#### Aim
Copy the data below line for line, changing nothing.

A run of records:

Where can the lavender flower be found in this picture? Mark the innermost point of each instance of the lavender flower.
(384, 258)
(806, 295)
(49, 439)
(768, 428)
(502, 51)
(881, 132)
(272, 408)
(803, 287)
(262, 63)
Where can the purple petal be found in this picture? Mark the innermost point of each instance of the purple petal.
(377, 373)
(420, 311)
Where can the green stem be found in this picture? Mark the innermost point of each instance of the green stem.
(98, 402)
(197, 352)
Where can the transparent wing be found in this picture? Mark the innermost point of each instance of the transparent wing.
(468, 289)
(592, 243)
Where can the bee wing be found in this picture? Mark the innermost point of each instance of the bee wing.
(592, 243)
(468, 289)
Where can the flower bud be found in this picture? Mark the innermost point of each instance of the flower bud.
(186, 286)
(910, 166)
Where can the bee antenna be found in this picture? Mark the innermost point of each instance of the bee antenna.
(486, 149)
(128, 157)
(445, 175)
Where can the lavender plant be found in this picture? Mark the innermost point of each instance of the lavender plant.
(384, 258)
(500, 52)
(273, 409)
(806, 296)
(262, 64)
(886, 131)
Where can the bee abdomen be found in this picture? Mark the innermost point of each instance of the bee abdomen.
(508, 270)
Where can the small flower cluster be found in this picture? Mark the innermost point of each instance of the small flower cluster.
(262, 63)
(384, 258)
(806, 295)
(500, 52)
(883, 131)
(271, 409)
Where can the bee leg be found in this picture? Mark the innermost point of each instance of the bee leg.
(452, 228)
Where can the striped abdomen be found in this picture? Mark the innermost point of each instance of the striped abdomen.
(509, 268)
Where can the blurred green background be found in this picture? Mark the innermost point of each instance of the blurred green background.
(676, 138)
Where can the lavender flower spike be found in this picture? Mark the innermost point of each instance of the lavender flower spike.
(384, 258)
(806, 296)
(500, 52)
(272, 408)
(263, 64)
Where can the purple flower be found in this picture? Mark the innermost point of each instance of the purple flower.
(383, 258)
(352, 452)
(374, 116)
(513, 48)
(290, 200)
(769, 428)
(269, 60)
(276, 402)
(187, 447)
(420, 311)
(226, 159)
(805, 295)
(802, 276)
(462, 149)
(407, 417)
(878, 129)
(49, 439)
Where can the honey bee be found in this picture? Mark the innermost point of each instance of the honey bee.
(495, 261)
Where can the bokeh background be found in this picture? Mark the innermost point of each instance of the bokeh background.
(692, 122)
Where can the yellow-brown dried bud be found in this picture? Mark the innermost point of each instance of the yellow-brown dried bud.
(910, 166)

#### Task result
Where can the lavender flower be found in this picture? Mark the innermost point of each instance of the lavender flower.
(384, 258)
(806, 295)
(49, 439)
(768, 428)
(502, 51)
(881, 132)
(272, 408)
(803, 287)
(262, 63)
Where can the purple petal be found in this picture? Mark the innermost point of each instance of the purple petal.
(377, 373)
(420, 311)
Where can the green stem be found in this picture? Mark the innermost point of each instance of the green stem.
(98, 402)
(197, 352)
Where can the transparent wing be found in this picture? Mark the innermost point of each instance of the transparent wing.
(468, 289)
(592, 243)
Where can the bee wing be found in this picture? Mark the innermost point of each instance of the bee wing.
(592, 243)
(468, 289)
Where can the flower bud be found in this picture? Mark the innermost point of each instance of the flower bud.
(186, 286)
(910, 166)
Where can the bee antenna be found in this picture? Mark the innermost point of each instance of the bee antenna.
(486, 149)
(128, 157)
(445, 175)
Where can the lavender plant be found in this picture? Mark the innermost point of each instance of the lavender plant.
(384, 258)
(500, 52)
(273, 409)
(806, 296)
(262, 64)
(886, 131)
Where can the bee abdomen be found in this picture? Mark the innermost point of each instance of the bee abdomen.
(508, 270)
Where can the small flower cluster be found in this picture? Mark the innermost point of each instance of the small flower cluster.
(262, 63)
(384, 258)
(806, 295)
(500, 52)
(883, 131)
(271, 409)
Where can the bee leg be found in this picture? Mark the innermost point of each instance of the bee leg.
(452, 228)
Where can the striped abdomen be found in this picture? Mark the innermost point of each instance of the striped abdomen.
(509, 268)
Where can the blurred green background be found in this picture? Mark the innermost point of each instance of the blurred green background.
(676, 138)
Where can the lavender flower spike be found in this picture? Mark the innermost point of each instance of the lavender flower spike.
(384, 258)
(806, 296)
(500, 52)
(272, 408)
(263, 64)
Where can the purple flower be found in this picture? Mark the innermost point of each instance of the purple flower.
(383, 258)
(352, 452)
(374, 116)
(513, 48)
(290, 200)
(769, 428)
(269, 60)
(276, 402)
(187, 447)
(420, 311)
(226, 159)
(805, 295)
(802, 276)
(462, 149)
(407, 417)
(878, 129)
(49, 439)
Where can the honey bee be found in this picture? Mark the innermost point of each instance of the honey bee.
(495, 261)
Where can the bokeh background be found in this picture? Mark the innermost point of each instance of the bokeh background.
(692, 122)
Where can the yellow-brown dried bud be found in this picture? Mark the innermost point of each instance of the yellow-brown dried bud.
(910, 166)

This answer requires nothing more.